### 指示と条件
次の1.〜3.がアルバム『FAT』の記事と一致するかを「はい」か「いいえ」で答え、判断の根拠となる記事の語句を一字一句そのまま引用してください。
1. 『FAT』は約2年ぶりに出たアルバムである。
2. 『FAT』の発売日は4月26日である。
3. 本作のギター・フレーズの解説はShunが担当している。

### 提示文
○ ○ ○ ○ ○ ○ ○

原点に立ち返って、バンドの本質が詰まったニュー・アルバム『FAT』

これまで以上にストレートな言葉とサウンドが聴く者を刺激する、約2年ぶりに届けられたニュー・アルバム『FAT』。バンド名を冠したこのタイトルからも分かるだろうが、彼らが繰り出したアンサンブルは自信に満ち溢れており、これまで以上の勢いと力強さを持っている。まさに彼らの代表作となる1枚だろう。その完成背景には、結成当時の気持ちにも通じる4人の思いも詰まっているという。今回は、そんなアルバムについて、ShunとKubotyに直撃。GiGS7月号のインタビューと併せて読むことで、本作に込められた彼らの強い意志をより深く知ることができるはずだ。さらに、GiGS本誌ではKubotyによる本作のギター・フレーズの解説も大展開中! そちらもギターを片手に挑戦して欲しい!

Text/YUKINOBU HASEGAWA

メッセージが伝わるんなら、極端な話“演奏はコピー&ペーストの 繰り返しでもいいじゃん”
と思うぐらいです。もちろんやらないですけど(笑)
──8作目のアルバム『FAT』が4月26日に発売になりました。制作過程を綴ったShunのブログも読んだけど、曲作りそのものよりも、音楽に向かうのに時間が掛かったところがあったそうですね。
Shun:コアなところに届くのに時間が掛かったかなという。
──自分たちでももどかしさを感じていたんですか?
Shun:感じてたよね?
Kuboty:うん…。
Shun:いいツアーだったけど、果たして自分たちが『COME TOGETHER, SING WITH US』でやろうとしていたことが、“これは100%届いているのかな?”みたいなもどかしさとしてすごくあって。今みたいにマインドもクリアじゃなかったから、なんでだろうと考えれば考えるほど出口が見えなくなっていったんです。

○ ○ ○ ○ ○ ○ ○

### データ部分
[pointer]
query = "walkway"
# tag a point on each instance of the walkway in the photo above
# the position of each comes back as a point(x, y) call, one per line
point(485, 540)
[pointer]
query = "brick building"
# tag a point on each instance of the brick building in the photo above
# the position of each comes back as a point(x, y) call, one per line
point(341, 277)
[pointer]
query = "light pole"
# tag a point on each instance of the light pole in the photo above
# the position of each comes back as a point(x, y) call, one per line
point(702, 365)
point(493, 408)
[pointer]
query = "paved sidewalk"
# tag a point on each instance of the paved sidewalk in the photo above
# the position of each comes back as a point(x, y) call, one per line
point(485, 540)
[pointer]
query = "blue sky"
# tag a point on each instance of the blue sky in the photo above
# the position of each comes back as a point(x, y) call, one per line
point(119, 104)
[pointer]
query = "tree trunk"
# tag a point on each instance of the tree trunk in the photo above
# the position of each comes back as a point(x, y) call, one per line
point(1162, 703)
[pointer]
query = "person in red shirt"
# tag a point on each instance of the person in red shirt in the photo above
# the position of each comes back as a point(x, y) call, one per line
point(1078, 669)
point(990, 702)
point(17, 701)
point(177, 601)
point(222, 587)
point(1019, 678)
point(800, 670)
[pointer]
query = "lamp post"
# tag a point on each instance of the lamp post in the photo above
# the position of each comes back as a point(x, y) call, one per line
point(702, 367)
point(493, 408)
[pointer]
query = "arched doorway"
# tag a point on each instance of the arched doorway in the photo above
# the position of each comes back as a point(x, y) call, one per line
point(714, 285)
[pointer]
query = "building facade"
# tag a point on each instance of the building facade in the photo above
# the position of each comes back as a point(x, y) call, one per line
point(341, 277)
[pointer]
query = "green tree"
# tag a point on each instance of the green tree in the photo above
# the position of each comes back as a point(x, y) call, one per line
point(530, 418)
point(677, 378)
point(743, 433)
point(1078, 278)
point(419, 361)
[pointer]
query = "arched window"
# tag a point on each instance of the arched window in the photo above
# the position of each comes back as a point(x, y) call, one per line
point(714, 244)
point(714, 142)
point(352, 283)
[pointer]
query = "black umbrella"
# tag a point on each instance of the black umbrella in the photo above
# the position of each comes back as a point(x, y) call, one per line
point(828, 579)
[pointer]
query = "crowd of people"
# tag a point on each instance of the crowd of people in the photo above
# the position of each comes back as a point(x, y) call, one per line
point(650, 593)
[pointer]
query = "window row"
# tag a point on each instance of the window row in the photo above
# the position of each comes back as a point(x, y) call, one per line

○ ○ ○ ○ ○ ○ ○

### 回答全文
1. はい。「約2年ぶりに届けられたニュー・アルバム『FAT』」
2. はい。「8作目のアルバム『FAT』が4月26日に発売になりました」
3. いいえ。「GiGS本誌ではKubotyによる本作のギター・フレーズの解説も大展開中!」